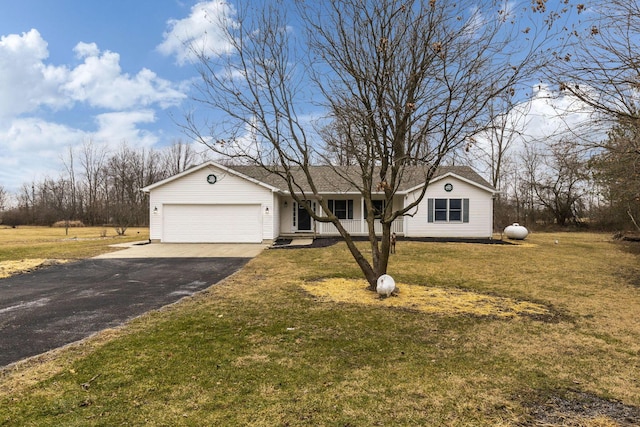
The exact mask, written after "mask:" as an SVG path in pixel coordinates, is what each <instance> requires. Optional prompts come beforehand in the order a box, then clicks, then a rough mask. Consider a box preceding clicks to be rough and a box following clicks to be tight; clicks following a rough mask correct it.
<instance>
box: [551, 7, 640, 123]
mask: <svg viewBox="0 0 640 427" xmlns="http://www.w3.org/2000/svg"><path fill="white" fill-rule="evenodd" d="M587 5H588V7H586V6H584V5H581V6H580V7H579V11H584V10H588V12H589V13H588V14H586V16H585V20H584V21H583V25H582V26H581V27H579V28H576V29H574V30H573V33H572V35H573V38H574V42H573V44H572V45H571V46H572V48H571V49H570V50H562V51H558V53H557V61H555V62H554V63H553V65H554V66H553V67H551V68H550V73H549V75H548V78H549V79H551V81H556V82H557V83H558V86H559V88H560V89H561V91H562V92H564V93H569V94H571V95H572V96H573V97H574V98H575V99H576V100H578V101H580V103H582V104H583V105H585V106H586V107H587V108H588V109H590V110H595V111H596V112H597V113H598V114H599V115H598V117H599V119H601V120H605V121H612V122H613V123H615V122H617V121H618V119H621V118H627V119H638V118H639V117H638V111H640V109H639V107H640V92H638V87H639V85H640V79H639V78H638V76H640V61H638V51H640V3H638V2H637V1H627V0H611V1H608V2H606V3H602V2H591V3H587Z"/></svg>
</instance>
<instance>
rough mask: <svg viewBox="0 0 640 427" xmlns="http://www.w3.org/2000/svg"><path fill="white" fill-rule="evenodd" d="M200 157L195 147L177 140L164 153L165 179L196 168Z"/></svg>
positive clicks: (163, 166)
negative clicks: (196, 151) (172, 175)
mask: <svg viewBox="0 0 640 427" xmlns="http://www.w3.org/2000/svg"><path fill="white" fill-rule="evenodd" d="M197 158H198V155H197V153H196V151H195V150H194V149H193V145H192V144H189V143H187V142H184V141H182V140H180V139H178V140H175V141H173V142H172V144H171V145H170V146H169V147H167V148H166V149H165V150H164V151H163V152H162V168H163V169H164V173H165V175H166V176H165V178H166V177H169V176H172V175H177V174H179V173H180V172H184V171H185V170H187V169H189V168H190V167H192V166H194V165H195V163H196V160H197Z"/></svg>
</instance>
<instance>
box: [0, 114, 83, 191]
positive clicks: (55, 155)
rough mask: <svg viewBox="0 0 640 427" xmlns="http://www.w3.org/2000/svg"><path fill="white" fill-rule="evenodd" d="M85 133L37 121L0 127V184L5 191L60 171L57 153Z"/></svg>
mask: <svg viewBox="0 0 640 427" xmlns="http://www.w3.org/2000/svg"><path fill="white" fill-rule="evenodd" d="M89 137H90V136H89V134H88V133H86V132H83V131H81V130H78V129H73V128H70V127H68V126H65V125H61V124H58V123H51V122H47V121H44V120H41V119H38V118H24V119H15V120H13V121H12V122H11V123H10V124H9V125H8V126H5V127H0V141H3V144H2V156H0V184H1V185H2V186H3V187H5V188H6V189H8V190H9V191H16V190H17V189H18V188H19V187H20V185H22V184H26V183H30V182H32V181H38V180H41V179H43V178H45V177H56V176H57V175H58V174H59V172H60V161H61V157H60V156H61V154H62V153H64V152H65V150H66V148H67V147H70V146H73V145H75V144H78V143H82V141H84V140H85V139H88V138H89Z"/></svg>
____________
* [ASSIGNMENT] Reproduce, in full and in their original order, only those lines above that contain the string "rough".

* [TASK RESPONSE]
The exact mask, written after "mask:" as an SVG path in pixel coordinates, is what each <instance> requires. Optional prompts come beforehand in the order a box, then clicks, then a rough mask. Consider a box preceding clicks to be rough and a box following clicks to be tight; clicks following a rough mask correct it.
rough mask: <svg viewBox="0 0 640 427" xmlns="http://www.w3.org/2000/svg"><path fill="white" fill-rule="evenodd" d="M200 157L195 147L177 140L164 153L165 179L196 168Z"/></svg>
rough mask: <svg viewBox="0 0 640 427" xmlns="http://www.w3.org/2000/svg"><path fill="white" fill-rule="evenodd" d="M85 133L37 121L0 127V184L5 191L60 171L57 153Z"/></svg>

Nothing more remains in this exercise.